▶ Exercise directions: Scale the rows from their first line through the line containing "POLYGON ((187 163, 186", both ends included. Repeat every line, requests too, but multiply each polygon coordinate in the answers by 0.65 and round to a whole number, with halves going up.

(Segmentation labeling rows)
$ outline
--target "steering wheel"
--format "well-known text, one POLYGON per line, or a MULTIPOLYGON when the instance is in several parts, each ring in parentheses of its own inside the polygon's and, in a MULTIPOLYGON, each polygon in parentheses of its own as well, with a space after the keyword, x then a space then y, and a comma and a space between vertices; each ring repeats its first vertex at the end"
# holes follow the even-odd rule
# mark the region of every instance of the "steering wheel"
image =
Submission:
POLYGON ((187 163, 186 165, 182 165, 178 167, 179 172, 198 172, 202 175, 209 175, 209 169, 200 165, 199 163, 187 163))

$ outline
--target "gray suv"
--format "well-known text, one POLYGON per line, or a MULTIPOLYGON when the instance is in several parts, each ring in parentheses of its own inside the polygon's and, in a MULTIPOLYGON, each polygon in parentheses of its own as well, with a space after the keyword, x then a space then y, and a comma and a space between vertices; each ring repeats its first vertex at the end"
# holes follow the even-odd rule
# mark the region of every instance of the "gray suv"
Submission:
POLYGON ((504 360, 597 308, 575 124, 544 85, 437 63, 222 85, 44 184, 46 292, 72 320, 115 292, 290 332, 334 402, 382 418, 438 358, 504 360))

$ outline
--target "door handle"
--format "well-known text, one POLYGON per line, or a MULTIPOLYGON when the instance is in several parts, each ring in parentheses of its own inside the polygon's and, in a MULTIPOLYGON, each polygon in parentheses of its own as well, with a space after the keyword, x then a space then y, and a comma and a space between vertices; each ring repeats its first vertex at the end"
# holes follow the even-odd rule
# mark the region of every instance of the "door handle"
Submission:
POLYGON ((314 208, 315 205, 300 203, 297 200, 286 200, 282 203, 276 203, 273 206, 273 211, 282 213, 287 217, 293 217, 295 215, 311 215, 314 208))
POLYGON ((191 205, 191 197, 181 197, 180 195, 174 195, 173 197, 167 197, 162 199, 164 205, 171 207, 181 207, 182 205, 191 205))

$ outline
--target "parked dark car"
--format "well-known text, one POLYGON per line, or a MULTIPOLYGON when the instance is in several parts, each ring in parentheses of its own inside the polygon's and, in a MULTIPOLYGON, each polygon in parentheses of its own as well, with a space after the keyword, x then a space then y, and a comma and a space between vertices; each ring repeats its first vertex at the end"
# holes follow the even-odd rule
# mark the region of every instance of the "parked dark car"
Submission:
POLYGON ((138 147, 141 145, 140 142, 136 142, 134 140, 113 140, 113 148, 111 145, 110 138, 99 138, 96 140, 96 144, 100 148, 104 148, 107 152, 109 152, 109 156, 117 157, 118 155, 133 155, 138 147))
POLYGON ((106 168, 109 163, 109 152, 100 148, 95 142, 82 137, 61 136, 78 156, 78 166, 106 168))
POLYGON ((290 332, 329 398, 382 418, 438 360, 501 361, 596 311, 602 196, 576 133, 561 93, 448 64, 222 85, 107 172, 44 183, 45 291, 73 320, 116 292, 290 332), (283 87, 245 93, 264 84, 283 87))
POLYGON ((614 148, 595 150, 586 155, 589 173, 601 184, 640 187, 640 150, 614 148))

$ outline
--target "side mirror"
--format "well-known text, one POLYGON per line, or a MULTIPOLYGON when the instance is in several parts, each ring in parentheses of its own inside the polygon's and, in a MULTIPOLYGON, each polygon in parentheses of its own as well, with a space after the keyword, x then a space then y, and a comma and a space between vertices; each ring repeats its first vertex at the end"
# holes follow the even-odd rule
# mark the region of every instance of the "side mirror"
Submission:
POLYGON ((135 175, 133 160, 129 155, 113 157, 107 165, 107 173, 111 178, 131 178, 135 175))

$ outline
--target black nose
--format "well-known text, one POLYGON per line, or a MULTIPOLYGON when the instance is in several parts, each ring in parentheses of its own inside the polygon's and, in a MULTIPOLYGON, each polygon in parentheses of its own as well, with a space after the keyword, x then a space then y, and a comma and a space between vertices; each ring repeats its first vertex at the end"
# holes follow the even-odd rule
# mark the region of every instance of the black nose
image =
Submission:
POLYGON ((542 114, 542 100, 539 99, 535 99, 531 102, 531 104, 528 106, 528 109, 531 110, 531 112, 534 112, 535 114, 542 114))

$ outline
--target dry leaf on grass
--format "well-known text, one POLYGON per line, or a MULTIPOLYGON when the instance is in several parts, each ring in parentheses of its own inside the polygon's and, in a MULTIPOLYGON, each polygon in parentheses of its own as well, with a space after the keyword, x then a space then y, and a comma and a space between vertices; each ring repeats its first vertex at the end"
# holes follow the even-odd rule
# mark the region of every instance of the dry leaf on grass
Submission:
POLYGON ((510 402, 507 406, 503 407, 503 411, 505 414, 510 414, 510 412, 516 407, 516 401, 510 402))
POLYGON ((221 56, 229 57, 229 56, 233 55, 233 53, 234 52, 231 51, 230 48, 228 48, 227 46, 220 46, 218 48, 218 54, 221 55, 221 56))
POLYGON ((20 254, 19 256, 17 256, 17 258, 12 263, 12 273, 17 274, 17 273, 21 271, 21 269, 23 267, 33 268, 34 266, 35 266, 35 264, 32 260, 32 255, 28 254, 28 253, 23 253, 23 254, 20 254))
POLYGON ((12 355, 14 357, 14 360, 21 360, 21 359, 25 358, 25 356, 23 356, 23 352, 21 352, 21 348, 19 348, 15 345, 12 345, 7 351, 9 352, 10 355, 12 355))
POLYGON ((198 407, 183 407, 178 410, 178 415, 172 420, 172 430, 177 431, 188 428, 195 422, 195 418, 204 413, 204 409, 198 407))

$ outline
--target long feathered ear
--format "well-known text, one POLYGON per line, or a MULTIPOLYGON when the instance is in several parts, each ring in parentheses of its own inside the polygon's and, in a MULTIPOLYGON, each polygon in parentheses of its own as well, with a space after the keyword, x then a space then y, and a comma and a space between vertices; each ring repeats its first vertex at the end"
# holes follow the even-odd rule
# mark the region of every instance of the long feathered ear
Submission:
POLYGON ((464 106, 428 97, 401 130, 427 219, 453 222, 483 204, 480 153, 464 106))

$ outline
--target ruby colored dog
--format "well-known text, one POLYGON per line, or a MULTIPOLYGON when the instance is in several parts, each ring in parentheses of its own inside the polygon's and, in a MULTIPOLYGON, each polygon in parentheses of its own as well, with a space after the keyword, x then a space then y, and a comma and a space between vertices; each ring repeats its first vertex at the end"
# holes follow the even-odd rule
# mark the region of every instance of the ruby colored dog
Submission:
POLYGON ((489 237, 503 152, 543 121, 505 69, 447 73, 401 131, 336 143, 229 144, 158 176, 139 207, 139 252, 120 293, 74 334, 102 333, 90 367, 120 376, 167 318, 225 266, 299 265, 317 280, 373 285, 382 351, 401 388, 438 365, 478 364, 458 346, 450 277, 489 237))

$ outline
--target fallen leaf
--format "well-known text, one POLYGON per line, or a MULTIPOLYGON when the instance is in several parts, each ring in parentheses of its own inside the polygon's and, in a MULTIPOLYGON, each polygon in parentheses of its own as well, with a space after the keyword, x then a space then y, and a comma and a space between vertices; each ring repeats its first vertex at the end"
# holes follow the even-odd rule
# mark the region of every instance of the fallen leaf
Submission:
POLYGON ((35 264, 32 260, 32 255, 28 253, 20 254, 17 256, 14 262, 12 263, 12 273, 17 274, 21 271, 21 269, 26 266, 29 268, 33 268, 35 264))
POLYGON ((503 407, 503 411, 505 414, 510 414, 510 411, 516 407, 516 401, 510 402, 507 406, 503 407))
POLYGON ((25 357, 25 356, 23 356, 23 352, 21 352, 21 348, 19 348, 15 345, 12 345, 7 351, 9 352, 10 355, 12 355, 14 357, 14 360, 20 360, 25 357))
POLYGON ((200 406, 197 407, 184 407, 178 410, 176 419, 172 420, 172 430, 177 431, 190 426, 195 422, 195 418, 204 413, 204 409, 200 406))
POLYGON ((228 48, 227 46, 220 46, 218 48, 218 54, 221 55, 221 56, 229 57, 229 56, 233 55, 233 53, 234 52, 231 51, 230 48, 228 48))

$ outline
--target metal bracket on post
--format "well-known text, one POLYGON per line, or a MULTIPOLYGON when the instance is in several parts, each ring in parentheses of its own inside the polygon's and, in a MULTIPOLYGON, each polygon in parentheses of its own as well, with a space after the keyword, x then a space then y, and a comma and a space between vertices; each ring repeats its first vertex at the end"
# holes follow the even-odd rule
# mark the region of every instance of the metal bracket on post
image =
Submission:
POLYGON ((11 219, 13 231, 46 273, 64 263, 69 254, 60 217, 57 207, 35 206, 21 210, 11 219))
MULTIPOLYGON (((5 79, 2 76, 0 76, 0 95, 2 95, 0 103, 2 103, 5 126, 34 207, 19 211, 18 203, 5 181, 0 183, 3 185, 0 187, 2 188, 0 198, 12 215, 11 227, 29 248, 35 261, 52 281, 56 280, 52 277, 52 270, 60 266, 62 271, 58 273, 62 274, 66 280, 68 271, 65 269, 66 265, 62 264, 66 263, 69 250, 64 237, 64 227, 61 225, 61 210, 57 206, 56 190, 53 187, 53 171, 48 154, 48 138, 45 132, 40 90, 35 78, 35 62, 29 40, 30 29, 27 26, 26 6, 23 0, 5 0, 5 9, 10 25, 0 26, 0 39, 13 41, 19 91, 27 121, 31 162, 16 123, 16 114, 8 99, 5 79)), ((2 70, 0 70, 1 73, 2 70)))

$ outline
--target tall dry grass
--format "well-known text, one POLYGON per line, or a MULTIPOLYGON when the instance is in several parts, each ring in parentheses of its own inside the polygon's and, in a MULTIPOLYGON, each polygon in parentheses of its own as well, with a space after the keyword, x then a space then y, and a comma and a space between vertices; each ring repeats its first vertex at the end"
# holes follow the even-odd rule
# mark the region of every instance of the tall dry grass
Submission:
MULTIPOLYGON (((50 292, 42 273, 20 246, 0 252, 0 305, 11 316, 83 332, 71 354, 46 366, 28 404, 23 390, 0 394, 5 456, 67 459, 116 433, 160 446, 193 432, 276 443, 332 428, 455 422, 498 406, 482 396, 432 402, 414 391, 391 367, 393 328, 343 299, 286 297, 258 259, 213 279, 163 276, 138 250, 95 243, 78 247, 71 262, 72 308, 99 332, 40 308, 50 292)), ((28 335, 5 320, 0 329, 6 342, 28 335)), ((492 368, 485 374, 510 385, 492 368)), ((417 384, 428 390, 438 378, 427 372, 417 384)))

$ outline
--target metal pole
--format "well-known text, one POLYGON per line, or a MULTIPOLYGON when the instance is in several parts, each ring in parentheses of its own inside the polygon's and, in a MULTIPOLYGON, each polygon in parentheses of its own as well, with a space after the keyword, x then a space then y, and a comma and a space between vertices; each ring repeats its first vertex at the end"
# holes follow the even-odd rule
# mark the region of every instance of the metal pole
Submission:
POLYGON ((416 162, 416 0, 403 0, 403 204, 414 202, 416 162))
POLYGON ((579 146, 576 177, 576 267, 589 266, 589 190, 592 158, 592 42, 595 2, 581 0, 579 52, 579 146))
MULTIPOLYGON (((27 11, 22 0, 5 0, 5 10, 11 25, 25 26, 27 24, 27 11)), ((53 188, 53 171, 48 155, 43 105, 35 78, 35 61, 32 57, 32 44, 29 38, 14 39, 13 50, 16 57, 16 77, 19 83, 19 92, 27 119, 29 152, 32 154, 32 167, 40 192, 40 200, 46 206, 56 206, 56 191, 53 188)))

▶ Exercise result:
$ outline
--target "steering wheel"
--format "well-known text, one POLYGON per line, or a MULTIPOLYGON when the instance is in several parts, each ring in parentheses of its own inside the polygon's and, in a MULTIPOLYGON, each polygon in parentheses of its own as well, with a space after the keyword, x then a space then y, and a comma and a space between vertices; each ring repeats its first vertex at the end"
# holes follow the even-odd rule
# mark the region of every instance of the "steering wheel"
image =
Submission:
POLYGON ((122 106, 121 107, 118 107, 116 109, 116 112, 129 112, 131 114, 136 114, 136 110, 130 107, 129 106, 122 106))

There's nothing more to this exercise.